Data entries:

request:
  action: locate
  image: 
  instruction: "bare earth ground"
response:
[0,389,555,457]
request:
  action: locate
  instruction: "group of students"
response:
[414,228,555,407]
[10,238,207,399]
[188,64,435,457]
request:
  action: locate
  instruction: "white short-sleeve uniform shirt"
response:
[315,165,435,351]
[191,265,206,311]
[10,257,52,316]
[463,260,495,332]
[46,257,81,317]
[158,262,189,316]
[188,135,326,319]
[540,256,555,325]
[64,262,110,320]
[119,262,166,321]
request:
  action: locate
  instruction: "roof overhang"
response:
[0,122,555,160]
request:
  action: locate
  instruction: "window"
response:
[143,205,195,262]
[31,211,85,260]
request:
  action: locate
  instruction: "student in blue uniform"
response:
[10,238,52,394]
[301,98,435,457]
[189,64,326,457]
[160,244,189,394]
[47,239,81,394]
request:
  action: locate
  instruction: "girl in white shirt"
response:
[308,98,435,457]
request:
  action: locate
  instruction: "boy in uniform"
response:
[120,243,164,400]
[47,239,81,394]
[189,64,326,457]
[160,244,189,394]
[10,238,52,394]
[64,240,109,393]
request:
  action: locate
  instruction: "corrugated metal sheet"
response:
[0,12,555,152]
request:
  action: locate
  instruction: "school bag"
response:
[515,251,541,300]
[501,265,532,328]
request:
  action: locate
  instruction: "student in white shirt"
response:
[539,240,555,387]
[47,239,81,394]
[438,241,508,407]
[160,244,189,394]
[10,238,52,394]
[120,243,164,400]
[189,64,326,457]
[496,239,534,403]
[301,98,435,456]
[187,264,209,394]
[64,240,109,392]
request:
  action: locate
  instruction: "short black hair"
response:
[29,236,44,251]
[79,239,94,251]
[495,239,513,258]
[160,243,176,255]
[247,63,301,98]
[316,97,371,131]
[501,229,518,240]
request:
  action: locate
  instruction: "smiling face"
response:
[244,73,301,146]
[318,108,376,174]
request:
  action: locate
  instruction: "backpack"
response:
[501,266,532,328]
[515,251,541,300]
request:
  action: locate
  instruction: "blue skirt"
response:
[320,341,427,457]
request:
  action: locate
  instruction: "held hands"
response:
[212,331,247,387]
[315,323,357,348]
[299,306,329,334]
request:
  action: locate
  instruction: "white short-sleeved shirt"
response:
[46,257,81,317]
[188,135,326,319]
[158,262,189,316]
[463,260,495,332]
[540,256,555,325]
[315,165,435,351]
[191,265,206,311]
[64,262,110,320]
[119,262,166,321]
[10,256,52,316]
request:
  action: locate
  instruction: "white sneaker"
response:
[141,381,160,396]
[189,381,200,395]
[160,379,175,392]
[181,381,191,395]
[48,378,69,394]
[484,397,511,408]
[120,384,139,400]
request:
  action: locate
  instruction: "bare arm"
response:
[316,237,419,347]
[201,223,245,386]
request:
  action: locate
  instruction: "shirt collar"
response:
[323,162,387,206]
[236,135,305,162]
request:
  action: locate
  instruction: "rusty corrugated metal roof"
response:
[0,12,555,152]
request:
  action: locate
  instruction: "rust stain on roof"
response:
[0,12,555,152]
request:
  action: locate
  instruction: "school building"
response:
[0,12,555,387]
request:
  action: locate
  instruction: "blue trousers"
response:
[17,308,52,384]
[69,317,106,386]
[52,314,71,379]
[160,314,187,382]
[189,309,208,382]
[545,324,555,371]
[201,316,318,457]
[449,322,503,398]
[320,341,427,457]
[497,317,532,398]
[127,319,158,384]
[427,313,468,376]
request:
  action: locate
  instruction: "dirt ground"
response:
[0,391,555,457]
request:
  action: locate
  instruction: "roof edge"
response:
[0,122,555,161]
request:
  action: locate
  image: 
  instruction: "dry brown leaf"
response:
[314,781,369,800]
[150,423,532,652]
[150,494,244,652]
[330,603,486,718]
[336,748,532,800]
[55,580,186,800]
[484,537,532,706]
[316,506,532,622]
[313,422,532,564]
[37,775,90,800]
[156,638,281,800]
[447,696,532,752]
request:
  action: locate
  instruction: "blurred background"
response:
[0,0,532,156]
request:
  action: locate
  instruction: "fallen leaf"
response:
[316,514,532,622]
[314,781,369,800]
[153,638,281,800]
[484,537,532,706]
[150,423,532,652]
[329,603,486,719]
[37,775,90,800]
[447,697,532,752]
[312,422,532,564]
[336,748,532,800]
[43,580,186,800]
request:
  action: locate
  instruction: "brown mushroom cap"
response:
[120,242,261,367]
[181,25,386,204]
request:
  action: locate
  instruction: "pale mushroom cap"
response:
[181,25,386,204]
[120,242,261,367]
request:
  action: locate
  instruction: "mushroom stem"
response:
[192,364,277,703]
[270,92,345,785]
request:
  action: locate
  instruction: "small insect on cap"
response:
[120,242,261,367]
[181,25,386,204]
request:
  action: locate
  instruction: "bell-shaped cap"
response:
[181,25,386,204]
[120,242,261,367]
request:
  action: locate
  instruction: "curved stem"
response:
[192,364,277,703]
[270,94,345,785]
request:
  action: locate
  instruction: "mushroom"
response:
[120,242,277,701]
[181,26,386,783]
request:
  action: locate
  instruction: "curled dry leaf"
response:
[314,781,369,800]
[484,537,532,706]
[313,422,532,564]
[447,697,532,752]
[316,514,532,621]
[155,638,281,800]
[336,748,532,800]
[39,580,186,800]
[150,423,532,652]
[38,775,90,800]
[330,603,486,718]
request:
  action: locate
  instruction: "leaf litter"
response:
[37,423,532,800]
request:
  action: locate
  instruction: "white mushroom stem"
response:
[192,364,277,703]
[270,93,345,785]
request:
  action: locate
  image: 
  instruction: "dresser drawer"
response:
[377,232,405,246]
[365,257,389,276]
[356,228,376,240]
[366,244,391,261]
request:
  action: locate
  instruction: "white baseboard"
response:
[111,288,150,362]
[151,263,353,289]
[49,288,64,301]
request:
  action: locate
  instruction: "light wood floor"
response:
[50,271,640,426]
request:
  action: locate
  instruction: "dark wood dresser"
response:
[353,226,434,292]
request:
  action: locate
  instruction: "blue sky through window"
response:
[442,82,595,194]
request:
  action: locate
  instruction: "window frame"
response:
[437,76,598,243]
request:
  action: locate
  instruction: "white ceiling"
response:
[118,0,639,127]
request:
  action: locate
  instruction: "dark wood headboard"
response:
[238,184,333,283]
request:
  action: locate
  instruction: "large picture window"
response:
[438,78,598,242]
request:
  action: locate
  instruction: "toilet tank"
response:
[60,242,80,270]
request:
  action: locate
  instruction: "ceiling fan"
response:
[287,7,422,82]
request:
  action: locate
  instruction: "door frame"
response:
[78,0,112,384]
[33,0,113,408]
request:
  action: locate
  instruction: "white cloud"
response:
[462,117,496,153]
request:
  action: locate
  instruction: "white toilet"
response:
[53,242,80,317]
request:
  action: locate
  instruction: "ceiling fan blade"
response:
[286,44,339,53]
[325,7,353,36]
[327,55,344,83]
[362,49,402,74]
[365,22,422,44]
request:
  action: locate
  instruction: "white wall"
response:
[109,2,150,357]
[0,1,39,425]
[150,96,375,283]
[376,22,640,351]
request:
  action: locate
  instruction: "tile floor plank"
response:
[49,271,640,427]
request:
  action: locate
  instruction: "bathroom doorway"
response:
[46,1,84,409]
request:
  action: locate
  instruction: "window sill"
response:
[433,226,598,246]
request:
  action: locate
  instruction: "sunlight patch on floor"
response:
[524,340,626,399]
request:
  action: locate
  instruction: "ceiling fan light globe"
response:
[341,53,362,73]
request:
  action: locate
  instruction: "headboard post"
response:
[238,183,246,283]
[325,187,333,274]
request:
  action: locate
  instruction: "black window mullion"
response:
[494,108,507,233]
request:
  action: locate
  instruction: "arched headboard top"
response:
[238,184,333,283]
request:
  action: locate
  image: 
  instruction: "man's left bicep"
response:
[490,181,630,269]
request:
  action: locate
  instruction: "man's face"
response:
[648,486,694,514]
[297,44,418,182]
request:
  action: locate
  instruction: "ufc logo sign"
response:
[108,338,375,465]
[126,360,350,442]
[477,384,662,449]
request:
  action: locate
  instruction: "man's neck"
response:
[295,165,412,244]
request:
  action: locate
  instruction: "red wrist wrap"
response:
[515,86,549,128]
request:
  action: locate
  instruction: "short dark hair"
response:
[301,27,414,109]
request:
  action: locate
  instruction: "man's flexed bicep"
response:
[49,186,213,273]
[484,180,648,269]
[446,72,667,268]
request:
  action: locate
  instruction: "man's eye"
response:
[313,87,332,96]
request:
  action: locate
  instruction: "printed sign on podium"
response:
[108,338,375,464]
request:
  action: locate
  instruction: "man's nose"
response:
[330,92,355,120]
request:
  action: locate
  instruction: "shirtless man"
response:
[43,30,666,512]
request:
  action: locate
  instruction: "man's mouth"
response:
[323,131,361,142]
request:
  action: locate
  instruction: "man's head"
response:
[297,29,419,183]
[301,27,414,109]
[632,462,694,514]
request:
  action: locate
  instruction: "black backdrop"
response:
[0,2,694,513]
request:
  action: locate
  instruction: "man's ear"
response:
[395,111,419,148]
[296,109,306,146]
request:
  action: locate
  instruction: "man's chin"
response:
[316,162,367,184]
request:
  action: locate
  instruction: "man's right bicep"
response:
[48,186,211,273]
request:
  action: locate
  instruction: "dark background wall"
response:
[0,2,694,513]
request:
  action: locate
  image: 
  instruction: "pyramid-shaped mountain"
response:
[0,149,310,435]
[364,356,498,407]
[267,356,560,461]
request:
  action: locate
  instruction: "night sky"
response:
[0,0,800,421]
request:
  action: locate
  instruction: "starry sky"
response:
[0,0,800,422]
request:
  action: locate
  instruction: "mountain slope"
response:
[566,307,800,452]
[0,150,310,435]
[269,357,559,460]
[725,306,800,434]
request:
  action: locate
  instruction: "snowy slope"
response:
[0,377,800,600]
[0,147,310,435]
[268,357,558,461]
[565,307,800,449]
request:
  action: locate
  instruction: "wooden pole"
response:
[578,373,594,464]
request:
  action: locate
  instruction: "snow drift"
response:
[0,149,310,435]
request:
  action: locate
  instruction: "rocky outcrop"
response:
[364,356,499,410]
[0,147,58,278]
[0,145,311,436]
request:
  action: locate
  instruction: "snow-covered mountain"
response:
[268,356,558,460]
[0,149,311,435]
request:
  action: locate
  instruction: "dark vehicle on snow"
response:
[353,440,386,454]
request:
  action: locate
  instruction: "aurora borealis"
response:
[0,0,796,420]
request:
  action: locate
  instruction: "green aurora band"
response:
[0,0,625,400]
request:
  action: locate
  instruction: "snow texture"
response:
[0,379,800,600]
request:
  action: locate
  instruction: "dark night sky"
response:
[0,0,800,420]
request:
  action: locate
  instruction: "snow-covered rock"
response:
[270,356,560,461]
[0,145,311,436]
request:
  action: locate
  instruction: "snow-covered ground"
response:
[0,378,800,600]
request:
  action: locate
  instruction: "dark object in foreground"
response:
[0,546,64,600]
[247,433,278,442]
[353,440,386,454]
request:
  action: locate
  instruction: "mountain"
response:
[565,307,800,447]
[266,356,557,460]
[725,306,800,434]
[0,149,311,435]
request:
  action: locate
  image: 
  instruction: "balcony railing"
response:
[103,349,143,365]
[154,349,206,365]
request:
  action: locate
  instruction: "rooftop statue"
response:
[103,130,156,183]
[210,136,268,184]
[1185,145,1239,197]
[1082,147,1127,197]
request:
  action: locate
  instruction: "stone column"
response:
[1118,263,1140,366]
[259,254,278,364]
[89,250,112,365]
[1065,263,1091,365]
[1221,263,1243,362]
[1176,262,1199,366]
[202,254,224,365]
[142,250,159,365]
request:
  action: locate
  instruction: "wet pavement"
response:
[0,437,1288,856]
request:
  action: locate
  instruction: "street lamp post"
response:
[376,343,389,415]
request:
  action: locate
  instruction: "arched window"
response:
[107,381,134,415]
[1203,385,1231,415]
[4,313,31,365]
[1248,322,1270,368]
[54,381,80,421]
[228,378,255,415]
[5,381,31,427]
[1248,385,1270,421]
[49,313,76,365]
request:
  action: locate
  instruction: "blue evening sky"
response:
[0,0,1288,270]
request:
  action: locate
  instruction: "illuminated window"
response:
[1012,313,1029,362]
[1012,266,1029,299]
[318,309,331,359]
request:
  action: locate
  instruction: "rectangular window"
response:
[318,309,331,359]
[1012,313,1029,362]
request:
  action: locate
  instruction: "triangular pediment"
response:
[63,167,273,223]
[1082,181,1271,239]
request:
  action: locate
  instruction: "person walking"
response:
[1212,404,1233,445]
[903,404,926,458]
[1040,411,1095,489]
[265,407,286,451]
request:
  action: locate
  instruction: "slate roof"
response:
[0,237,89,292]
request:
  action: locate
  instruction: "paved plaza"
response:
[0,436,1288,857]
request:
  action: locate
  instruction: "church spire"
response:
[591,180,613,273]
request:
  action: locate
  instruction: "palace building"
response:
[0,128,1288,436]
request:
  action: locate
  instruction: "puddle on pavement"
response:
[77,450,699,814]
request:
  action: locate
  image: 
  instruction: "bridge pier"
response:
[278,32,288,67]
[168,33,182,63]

=== TASK REQUIREMENTS ===
Rewrite the stretch of material from the start through the line containing "[308,98,435,457]", changing "roof overhang" to "roof eave" and keeping everything else the same.

=== WORKED SOLUTION ===
request:
  action: locate
  image: 
  instruction: "bare earth ground"
response:
[0,389,555,457]
request:
  action: locate
  instruction: "group of students"
response:
[414,228,555,407]
[10,238,207,399]
[188,64,435,457]
request:
  action: locate
  instruction: "white short-sleeve uniform shirt"
response:
[315,165,435,351]
[191,265,206,311]
[10,257,52,316]
[463,260,495,332]
[46,257,81,317]
[158,262,189,316]
[188,135,326,319]
[540,256,555,325]
[64,262,110,320]
[119,262,166,321]
request:
  action: locate
  instruction: "roof eave"
response:
[0,122,555,160]
request:
  action: locate
  instruction: "window"
response:
[143,205,195,262]
[31,211,85,260]
request:
  action: locate
  instruction: "student in blue uniform"
response:
[10,238,52,394]
[301,98,435,457]
[189,64,326,457]
[160,244,189,394]
[47,239,81,394]
request:
  action: locate
  instruction: "girl in white shirt"
response:
[308,98,435,457]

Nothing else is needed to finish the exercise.